--- BEGIN Data for this task ---

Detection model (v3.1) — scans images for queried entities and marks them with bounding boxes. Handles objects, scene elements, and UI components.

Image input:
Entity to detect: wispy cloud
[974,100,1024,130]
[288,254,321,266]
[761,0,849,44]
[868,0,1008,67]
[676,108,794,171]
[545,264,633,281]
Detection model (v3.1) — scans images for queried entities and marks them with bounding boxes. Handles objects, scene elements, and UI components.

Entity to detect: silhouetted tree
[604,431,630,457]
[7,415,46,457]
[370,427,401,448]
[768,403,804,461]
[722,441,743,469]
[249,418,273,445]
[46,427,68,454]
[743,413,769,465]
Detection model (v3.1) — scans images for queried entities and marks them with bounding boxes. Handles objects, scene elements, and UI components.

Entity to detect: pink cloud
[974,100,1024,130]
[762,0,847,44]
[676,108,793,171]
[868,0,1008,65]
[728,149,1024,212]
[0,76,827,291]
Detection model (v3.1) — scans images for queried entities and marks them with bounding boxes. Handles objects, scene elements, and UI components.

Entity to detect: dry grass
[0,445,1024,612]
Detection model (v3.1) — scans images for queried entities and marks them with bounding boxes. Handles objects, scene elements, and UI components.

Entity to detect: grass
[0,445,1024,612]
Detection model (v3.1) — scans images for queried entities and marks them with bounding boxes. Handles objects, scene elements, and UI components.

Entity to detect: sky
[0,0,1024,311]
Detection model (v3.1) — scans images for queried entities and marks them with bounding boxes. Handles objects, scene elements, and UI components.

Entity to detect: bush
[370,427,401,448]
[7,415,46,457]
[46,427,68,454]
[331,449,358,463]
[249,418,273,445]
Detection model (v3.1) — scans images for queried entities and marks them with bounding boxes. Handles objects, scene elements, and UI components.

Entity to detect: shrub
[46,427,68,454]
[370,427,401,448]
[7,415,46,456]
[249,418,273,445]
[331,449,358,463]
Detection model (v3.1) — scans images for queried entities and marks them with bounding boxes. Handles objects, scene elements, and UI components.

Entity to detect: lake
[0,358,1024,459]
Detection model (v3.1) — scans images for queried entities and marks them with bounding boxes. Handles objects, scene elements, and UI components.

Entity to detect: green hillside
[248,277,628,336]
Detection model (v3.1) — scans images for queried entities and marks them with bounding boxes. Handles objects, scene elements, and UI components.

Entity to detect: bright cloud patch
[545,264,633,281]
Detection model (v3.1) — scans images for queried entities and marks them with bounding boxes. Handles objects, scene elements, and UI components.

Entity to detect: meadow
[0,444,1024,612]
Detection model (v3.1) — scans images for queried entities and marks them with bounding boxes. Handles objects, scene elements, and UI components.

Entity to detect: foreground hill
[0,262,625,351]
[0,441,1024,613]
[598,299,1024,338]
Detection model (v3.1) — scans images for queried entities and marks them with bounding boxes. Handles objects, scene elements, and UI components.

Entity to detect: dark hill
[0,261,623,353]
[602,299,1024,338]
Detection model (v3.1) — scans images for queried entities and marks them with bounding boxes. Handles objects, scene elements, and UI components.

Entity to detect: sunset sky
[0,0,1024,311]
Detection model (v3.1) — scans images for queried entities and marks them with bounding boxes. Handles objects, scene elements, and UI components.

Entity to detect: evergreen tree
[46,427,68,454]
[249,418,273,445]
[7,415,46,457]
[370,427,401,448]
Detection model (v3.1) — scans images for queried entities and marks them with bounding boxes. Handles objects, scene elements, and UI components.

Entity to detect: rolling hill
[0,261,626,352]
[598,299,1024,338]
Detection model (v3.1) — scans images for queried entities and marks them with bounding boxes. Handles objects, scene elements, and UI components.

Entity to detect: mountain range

--- END Data for this task ---

Exercise brief:
Swap "Entity to detect" for "Target label" wherever it appears in the rows above and give all the rows again with nothing else changed.

Complete answer:
Detection model (v3.1) — scans images for queried entities and marks them with bounding boxes. Handles objects, scene elements, and UI components.

Image input:
Target label: wispy cloud
[974,100,1024,130]
[288,254,321,266]
[761,0,849,44]
[868,0,1008,67]
[676,108,794,171]
[545,264,633,281]
Detection model (v3.1) — scans images for queried entities and marks them with bounding boxes. Handles objects, scene elements, and UI components.

Target label: silhouetted tree
[604,431,630,457]
[7,415,46,457]
[370,427,401,448]
[768,403,804,461]
[722,441,743,469]
[249,418,273,445]
[46,427,68,454]
[743,413,769,465]
Detection model (v3.1) — scans images for queried entities and marks them with bounding boxes. Handles objects, scene elements, and UI components.

Target label: pink cloud
[974,100,1024,130]
[762,0,847,44]
[676,108,793,171]
[868,0,1008,65]
[728,149,1024,212]
[0,76,827,291]
Detection model (v3.1) — scans images for queried entities and marks them with bounding boxes. Handles objects, scene elements, and UI components.

Target label: dry grass
[0,445,1024,612]
Detection model (v3.1) — scans images for queried entities and marks them with bounding boxes. Handles objects, scene elements, and UI components.

Target label: grass
[0,445,1024,612]
Detection model (v3.1) — scans images for queried entities and marks them with bounding boxes. Handles objects, scene elements, and UI components.

Target label: sky
[0,0,1024,311]
Detection model (v3.1) — scans images for queried entities and marks them with bounding boxes. Handles objects, scene elements, and UI components.

Target label: bush
[370,427,401,448]
[7,415,46,457]
[46,427,68,454]
[331,449,358,463]
[249,418,273,445]
Detection model (v3.1) — scans images for queried entities and marks them with bounding boxes. Handles objects, scene elements, and UI components.

Target label: shrub
[46,427,68,454]
[370,427,401,448]
[7,415,46,456]
[249,418,273,445]
[331,449,358,463]
Detection model (v3.1) — scans images for queried entities and marks them with bounding boxes. Handles objects, scene elements, and UI components.

Target label: lake
[0,358,1024,459]
Detection model (v3.1) — scans images for queried entities and marks them with bounding boxes. Handles objects, scene elements, and UI components.

Target label: green hillside
[248,277,628,336]
Detection model (v3.1) — scans images for queried entities and marks them with bounding boxes. Handles objects, scene elements, and UI components.

Target label: bright cloud patch
[545,264,633,281]
Detection model (v3.1) — scans images for queried entities and marks them with bounding boxes. Handles objects, scene elements, and UI components.

Target label: meadow
[0,444,1024,612]
Detection model (v3.1) — scans images for queried entities and marks them with bounding boxes. Handles objects, scene elements, and UI components.

Target label: foreground hill
[0,262,625,351]
[0,441,1024,613]
[598,299,1024,338]
Detection model (v3.1) — scans images for queried entities and marks them with bounding boxes. Handles objects, scene elements, and UI components.

Target label: dark hill
[0,261,623,353]
[602,299,1024,338]
Detection model (v3.1) — scans images for queried entities and marks them with bounding boxes. Handles objects, scene elements, and UI components.

Target label: sunset sky
[0,0,1024,311]
Detection model (v3.1) — scans images for queried entities and marks them with bounding boxes. Handles objects, scene elements, and UI components.

Target label: evergreen tree
[46,427,68,454]
[249,418,273,445]
[7,415,46,457]
[370,427,401,448]
Detection model (v3.1) — scans images for queried entities and marks them with bounding boxes. Handles objects, scene elements, and UI components.

Target label: rolling hill
[0,261,626,352]
[598,299,1024,338]
Detection model (v3.1) — scans images for queried entities and marks them with bounding boxes. Handles objects, scene elements, and UI components.

Target label: mountain range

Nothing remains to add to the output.